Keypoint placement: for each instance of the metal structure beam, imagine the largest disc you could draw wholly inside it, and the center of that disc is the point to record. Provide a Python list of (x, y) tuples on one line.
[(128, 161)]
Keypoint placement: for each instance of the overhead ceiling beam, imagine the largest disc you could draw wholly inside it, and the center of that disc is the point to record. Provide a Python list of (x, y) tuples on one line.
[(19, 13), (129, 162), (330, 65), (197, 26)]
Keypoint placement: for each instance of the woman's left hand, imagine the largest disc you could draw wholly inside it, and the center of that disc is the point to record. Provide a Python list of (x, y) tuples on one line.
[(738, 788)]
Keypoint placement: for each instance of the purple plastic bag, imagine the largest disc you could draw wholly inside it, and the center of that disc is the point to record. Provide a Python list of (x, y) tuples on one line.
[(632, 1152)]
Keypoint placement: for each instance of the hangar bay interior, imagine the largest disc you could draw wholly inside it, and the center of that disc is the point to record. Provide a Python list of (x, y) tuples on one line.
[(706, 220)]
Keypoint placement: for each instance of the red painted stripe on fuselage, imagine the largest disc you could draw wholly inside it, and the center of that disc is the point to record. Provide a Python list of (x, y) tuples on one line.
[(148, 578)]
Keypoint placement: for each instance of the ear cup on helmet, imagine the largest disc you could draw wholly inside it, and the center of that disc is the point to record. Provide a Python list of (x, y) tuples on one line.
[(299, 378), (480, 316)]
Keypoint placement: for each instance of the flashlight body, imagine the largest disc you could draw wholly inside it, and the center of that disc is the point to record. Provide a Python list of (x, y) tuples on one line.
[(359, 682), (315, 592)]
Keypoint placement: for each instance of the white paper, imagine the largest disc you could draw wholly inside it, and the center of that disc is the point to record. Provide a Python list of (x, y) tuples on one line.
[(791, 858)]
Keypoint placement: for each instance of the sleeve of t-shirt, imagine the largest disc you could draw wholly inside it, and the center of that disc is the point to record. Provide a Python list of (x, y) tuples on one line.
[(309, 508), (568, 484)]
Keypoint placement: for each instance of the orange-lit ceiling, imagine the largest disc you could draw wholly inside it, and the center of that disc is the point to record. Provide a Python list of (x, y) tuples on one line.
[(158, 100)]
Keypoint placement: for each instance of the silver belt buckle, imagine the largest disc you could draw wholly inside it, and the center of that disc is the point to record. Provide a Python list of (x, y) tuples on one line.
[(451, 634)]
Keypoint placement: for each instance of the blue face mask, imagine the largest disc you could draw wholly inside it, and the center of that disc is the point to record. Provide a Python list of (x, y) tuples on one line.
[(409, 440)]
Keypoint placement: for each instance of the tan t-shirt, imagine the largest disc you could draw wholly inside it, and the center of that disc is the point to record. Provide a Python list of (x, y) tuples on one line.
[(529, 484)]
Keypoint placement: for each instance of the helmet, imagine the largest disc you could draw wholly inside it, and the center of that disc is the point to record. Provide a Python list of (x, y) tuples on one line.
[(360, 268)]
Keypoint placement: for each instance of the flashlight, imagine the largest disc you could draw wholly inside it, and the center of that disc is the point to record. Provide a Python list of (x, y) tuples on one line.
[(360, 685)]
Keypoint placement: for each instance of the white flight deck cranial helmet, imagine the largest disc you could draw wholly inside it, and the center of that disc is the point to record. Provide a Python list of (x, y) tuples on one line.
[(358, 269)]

# # # # # # #

_DIRECTIONS FOR THIS TASK_:
Rewrite the lines from the first one through the line with "[(128, 161)]", replacing "metal structure beam" with "steel support beam" and leaving everything else as it is.

_IN RESPONSE_:
Keypoint placement: for each instance of the steel support beam, imagine the largest disc you could draw wholly inside it, and the center of that disc is the point to record. Provide a Python list of (x, y) tuples on one line.
[(128, 161)]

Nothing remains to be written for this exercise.